Problem set:
A: Reproduce the stretch of the Discordance Axis profile from "- Origin: East" through "anime, and literature." word for word.
B: Write the next part of the Discordance Axis profile, picking up right after its final sentence.

- Also known as: Sedition (1991)
- Origin: East Brunswick, New Jersey, US
- Genres: Grindcore, mathcore
- Years active: 1991–2001
- Labels: Devour; HG Fact; Hydra Head; Pulp; Slap a Ham; Willowtip;
- Past members: Jon Chang Rob Marton Dave Witte Steve Procopio Rob Proctor
- Website: studio-grey.com/da/

= Discordance Axis =

American grindcore band

Discordance Axis was an American grindcore band formed in 1991 in East Brunswick, New Jersey. Their songs employed themes of inner struggles, science fiction, comic books, anime, and literature.

== History ==
Discordance Axis was originally formed in 1991 by Jon Chang under the name of Sedition, after recruiting guitarist Rob Marton and drummer Dave Witte. The band didn't have a bassist, however, and would change their name to Discordance Axis in 1992. The band commonly avoided photographs and live performances. Steve Procopio played with the band live on a few occasions and recorded guitar on the Necropolitan EP (1997). In 2000, the band released their third and final album, The Inalienable Dreamless, which was acclaimed.

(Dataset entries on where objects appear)
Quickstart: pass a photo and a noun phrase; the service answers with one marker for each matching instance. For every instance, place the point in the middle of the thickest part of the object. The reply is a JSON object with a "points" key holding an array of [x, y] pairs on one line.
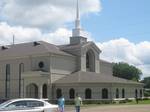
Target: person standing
{"points": [[61, 103], [78, 103]]}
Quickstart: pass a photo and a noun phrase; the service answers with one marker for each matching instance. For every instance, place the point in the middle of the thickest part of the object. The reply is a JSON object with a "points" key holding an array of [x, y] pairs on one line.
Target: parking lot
{"points": [[113, 108]]}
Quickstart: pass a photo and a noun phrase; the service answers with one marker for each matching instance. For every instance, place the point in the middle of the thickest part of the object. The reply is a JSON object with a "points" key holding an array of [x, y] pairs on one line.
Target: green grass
{"points": [[139, 102]]}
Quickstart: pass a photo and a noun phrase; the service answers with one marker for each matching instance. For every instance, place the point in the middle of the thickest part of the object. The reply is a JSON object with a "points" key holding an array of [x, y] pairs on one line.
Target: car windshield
{"points": [[3, 104]]}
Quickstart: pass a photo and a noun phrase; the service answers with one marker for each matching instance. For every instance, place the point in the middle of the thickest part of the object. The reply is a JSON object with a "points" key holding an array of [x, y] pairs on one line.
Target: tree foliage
{"points": [[124, 70]]}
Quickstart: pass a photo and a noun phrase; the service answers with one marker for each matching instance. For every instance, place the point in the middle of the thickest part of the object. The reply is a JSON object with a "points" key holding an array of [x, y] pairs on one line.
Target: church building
{"points": [[43, 70]]}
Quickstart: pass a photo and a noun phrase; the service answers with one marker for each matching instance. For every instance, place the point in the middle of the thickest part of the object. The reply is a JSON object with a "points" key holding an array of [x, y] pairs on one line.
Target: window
{"points": [[104, 93], [117, 93], [72, 93], [41, 64], [88, 93], [90, 61]]}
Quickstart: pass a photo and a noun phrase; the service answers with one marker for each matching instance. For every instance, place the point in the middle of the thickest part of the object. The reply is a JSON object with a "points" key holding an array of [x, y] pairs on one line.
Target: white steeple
{"points": [[77, 21], [78, 31]]}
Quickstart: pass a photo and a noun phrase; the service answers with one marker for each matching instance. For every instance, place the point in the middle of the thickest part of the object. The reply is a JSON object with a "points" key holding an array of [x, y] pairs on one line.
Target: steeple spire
{"points": [[78, 32], [77, 21]]}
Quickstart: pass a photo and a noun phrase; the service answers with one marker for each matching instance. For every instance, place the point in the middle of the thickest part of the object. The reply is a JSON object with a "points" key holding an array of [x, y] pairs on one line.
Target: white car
{"points": [[27, 105]]}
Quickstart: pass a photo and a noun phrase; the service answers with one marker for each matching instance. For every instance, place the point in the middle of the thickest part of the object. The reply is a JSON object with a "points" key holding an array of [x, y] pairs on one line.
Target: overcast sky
{"points": [[120, 28]]}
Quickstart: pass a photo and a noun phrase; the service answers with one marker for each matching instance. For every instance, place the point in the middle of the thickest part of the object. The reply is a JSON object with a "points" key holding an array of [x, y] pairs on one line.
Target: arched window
{"points": [[141, 93], [104, 93], [123, 93], [72, 93], [117, 93], [58, 93], [90, 61], [21, 69], [136, 93], [88, 93], [44, 91], [7, 81]]}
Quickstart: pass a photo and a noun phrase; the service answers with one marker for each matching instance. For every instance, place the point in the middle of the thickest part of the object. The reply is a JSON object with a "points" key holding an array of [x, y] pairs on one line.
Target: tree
{"points": [[124, 70]]}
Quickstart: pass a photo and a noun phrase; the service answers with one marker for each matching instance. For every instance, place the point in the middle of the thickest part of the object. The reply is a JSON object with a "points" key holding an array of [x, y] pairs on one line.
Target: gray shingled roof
{"points": [[91, 77], [26, 49]]}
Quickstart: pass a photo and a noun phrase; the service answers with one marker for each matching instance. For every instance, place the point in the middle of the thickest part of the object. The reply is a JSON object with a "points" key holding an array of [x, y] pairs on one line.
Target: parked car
{"points": [[27, 105]]}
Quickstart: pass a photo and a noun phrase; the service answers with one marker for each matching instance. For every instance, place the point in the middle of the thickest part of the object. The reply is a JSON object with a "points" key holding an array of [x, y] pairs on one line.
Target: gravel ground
{"points": [[114, 108]]}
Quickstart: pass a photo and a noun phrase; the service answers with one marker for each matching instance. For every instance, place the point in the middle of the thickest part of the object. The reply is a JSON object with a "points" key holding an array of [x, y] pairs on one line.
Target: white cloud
{"points": [[123, 50], [44, 13], [60, 36]]}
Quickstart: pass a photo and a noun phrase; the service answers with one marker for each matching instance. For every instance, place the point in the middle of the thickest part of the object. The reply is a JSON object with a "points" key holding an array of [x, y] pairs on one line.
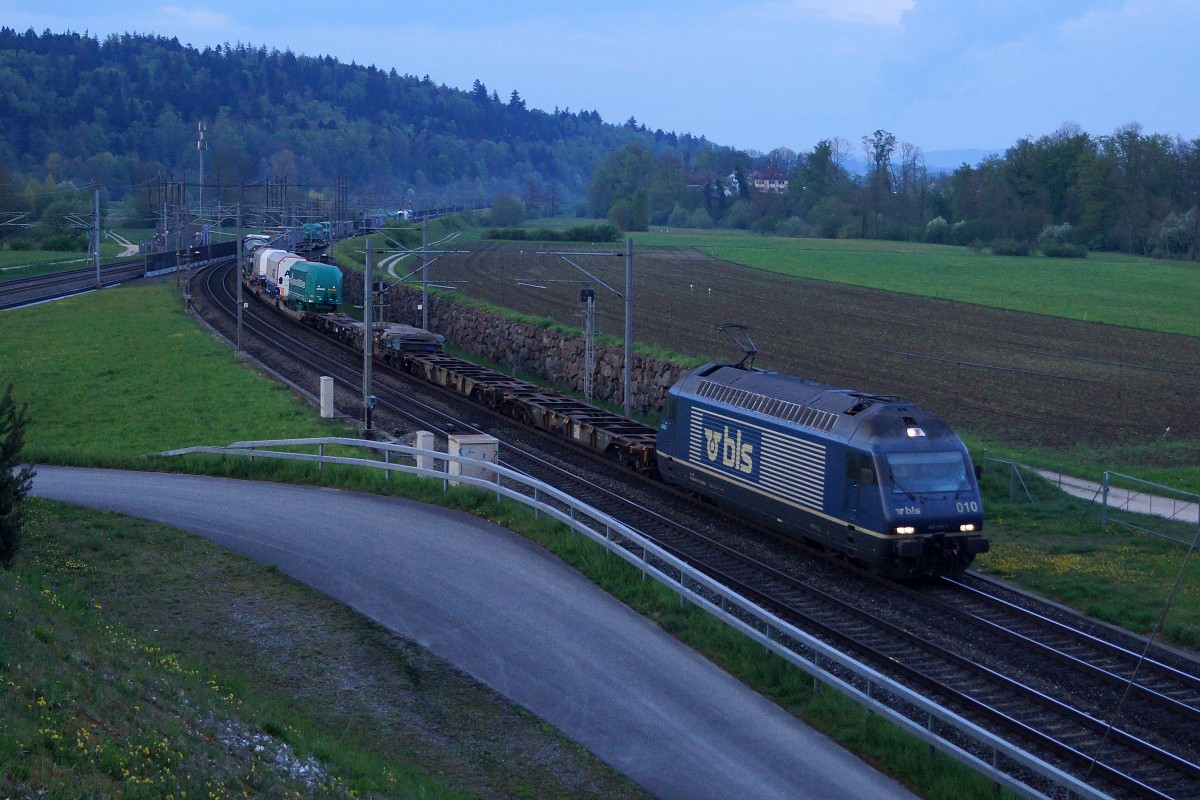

Answers for the tasks:
A:
- Origin: East Brunswick, New Jersey, US
- Genres: Grindcore, mathcore
- Years active: 1991–2001
- Labels: Devour; HG Fact; Hydra Head; Pulp; Slap a Ham; Willowtip;
- Past members: Jon Chang Rob Marton Dave Witte Steve Procopio Rob Proctor
- Website: studio-grey.com/da/

= Discordance Axis =

American grindcore band

Discordance Axis was an American grindcore band formed in 1991 in East Brunswick, New Jersey. Their songs employed themes of inner struggles, science fiction, comic books, anime, and literature.

B:
In April 2001, Discordance Axis announced that Rob Marton would be leaving the band due to severe ear damage, resulting in their breakup. The band played their final show at CBGB on May 13, 2001, with Procopio filling in on guitar. Following their disbandment, Chang formed Gridlink in 2004, whilst Witte would become known for his role as a drummer in other bands such as Human Remains, Black Army Jacket, Burnt by the Sun and Municipal Waste. In 2019, Chang and Marton reunited in the band No One Knows What the Dead Think, who released their first and only album in September 2019 through Willowtip Records.

== Style ==

In the beginning, the band played straightforward grindcore influenced by acts such as Napalm Death, to the point Seth Putnam of fellow grindcore band Anal Cunt jokingly accused them of plagiarism in their song "Stealing Seth's Ideas" the New Book by Jon Chang off the album Top 40 Hits. However, later releases showcased a more original style. Robert Marton guitar lines were both technical and dissonant, and added creative overdubs to augment the melodies. Dave Witte added complex rolls, fills, and jarring rhythmic shifts to the usual barrage of blast beats found in grindcore. Jon Chang alternated between a shrill shriek and a "gastrointestinal" roar, and based most of his metaphorical lyrics on novels and anime. The band had no bassist, and the majority of their full-length recordings were released in DVD cases rather than CD cases, accompanied by unusually large booklets with long liner notes for each song, usually longer than the lyrics.

== Members ==
=== Current members ===
- Jon Chang – vocals (Gridlink, Hayaino Daisuki, No One Knows What the Dead Think)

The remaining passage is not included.